:: Tugas Wajib 1 ::
Tuliskan kembali hanya baris-baris data di bawah, mulai dari baris yang memuat "If you could point at the tree" dan terus sampai baris data terakhir, termasuk kedua ujungnya beserta kalimat permintaannya. Tambahkan 133 pada setiap angka koordinat piksel di dalam jawaban.

***** Kutipan Tersedia

Kekeluargaan
dalam KTB
(Oleh: Niken Nababan, disampaikan pada Pertemuan PKTB
PMKT – 19 Nopember 2011)
KTB adalah pelayanan pemuridan yang dicontohkan oleh Tuhan Yesus
sendiri. KTB merupakan metode yang paling efektif dan masih relevan sampai saat
ini dalam dunia pelayanan mahasiswa, untuk membentuk dan menghasilkan alumni
yang takut akan Tuhan dan menjadi berkat bagi keluarga, gereja, masyarakat dan negara.
KTB tidak hanya efektif bagi pembinaan mahasiswa, tetapi juga efektif untuk
bagi pelayanan alumni. Semuanya berawal dari pertobatan individu, lalu
berproses menjadikan Kristus sebagai pusat hidup, dan kesediaan menjalani hidup
yang diperbarui. Diperlukan perjuangan dan ketekunan dari setiap anggota KTB
untuk bertumbuh dengan baik, karena KTB bukanlah sekedar sarana beraktivitas ataupun
bersosialisasi.
Setiap murid Kristus mengalami fase pertumbuhan sebagaimana yang
digambarkan Petrus dalam 1 Petrus 2:1-17. Petrus memakai lima metafora untuk
menggambarkan fase pertumbuhan seorang murid.
1.
Sebagai bayi yang baru lahir kita diberi tanggung jawab pribadi
untuk bertumbuh secara individual dan datang mempersembahkan diri kepada
Kristus. (ay. 2, 4, 5)
2.
Sebagai batu hidup kita dipanggil untuk bersekutu dengan saudara
seiman dan memiliki tanggung jawab bersama-sama dalam pembangunan rumah Tuhan. (ay.
5)
3.

**********
***** Cuplikan Data

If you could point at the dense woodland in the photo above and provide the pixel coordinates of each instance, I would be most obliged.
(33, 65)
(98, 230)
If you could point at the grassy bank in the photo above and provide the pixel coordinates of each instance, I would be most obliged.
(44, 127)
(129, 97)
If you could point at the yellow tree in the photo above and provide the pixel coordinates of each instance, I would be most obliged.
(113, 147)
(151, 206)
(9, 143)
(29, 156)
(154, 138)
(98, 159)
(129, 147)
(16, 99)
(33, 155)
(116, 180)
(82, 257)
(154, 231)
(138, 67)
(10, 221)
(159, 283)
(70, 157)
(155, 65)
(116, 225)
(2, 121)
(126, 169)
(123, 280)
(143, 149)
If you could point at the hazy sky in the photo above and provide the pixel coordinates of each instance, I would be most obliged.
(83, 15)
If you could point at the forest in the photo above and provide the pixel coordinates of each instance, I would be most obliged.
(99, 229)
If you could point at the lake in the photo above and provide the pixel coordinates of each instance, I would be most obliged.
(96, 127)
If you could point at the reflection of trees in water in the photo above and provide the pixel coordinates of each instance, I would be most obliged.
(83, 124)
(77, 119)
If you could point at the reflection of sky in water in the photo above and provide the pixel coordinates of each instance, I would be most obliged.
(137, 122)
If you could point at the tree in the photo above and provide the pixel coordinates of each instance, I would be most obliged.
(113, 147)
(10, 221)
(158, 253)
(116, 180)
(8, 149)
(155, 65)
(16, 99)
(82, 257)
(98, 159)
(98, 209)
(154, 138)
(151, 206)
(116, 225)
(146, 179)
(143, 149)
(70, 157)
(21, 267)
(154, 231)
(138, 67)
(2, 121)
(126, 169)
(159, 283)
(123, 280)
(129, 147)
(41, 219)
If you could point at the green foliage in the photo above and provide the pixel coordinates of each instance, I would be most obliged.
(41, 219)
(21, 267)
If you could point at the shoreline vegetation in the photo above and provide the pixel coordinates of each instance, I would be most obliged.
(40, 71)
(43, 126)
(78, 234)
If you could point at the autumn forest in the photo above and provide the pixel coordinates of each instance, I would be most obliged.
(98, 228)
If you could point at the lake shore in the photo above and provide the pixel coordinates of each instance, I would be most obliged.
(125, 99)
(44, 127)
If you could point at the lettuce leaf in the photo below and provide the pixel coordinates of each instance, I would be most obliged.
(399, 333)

**********

:: Tugas Wajib 2 ::
Salin persis bagian teks tentang kekeluargaan dalam KTB di atas, mulai dari "Sebagai bayi yang" dan terus sampai "(ay. 2, 4, 5)".

:: Jawaban Tertulis 1 ::
If you could point at the tree in the photo above and provide the pixel coordinates of each instance, I would be most obliged.
(246, 280)
(143, 354)
(291, 386)
(249, 313)
(141, 282)
(288, 198)
(149, 232)
(215, 390)
(231, 292)
(231, 342)
(287, 271)
(284, 339)
(249, 358)
(279, 312)
(276, 282)
(203, 290)
(154, 400)
(287, 364)
(271, 200)
(135, 254)
(259, 302)
(292, 416)
(256, 413)
(262, 280)
(174, 352)
If you could point at the green foliage in the photo above and provide the pixel coordinates of each instance, I would be most obliged.
(174, 352)
(154, 400)
If you could point at the shoreline vegetation in the photo above and provide the pixel coordinates of each instance, I would be most obliged.
(173, 204)
(176, 259)
(211, 367)
If you could point at the autumn forest in the photo above and provide the pixel coordinates of each instance, I would be most obliged.
(231, 361)
If you could point at the lake shore in the photo above and provide the pixel coordinates of each instance, I would be most obliged.
(258, 232)
(177, 260)
If you could point at the lettuce leaf in the photo below and provide the pixel coordinates of each instance, I would be most obliged.
(532, 466)

:: Jawaban Tertulis 2 ::
Sebagai bayi yang baru lahir kita diberi tanggung jawab pribadi
untuk bertumbuh secara individual dan datang mempersembahkan diri kepada
Kristus. (ay. 2, 4, 5)